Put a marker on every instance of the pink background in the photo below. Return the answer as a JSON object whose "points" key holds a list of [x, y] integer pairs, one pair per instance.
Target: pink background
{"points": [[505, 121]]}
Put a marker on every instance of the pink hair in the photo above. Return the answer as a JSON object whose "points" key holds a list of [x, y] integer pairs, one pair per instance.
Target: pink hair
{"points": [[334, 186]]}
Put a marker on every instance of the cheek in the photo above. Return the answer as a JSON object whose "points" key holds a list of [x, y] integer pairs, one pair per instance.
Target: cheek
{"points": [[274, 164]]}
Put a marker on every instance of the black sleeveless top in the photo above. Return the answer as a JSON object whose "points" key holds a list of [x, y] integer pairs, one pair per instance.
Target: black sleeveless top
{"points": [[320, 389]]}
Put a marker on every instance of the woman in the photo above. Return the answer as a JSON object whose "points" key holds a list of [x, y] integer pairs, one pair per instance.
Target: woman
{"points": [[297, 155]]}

---

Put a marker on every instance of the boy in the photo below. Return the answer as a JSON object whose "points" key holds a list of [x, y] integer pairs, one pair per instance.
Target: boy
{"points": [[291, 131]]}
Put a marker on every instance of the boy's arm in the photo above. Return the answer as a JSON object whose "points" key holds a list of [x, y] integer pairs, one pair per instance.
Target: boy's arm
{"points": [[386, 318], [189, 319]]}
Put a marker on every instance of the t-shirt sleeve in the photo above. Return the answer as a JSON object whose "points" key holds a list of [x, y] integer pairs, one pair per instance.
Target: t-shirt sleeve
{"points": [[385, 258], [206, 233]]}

Exercise aim → Pull out every line of the entries above that contains the word "cheek".

Task solution →
Put a marker on every instance of the cheek in the photo above. Return the answer as a JSON object whose "points" key holds a list of [x, y] integer pairs, one pair per instance.
Target: cheek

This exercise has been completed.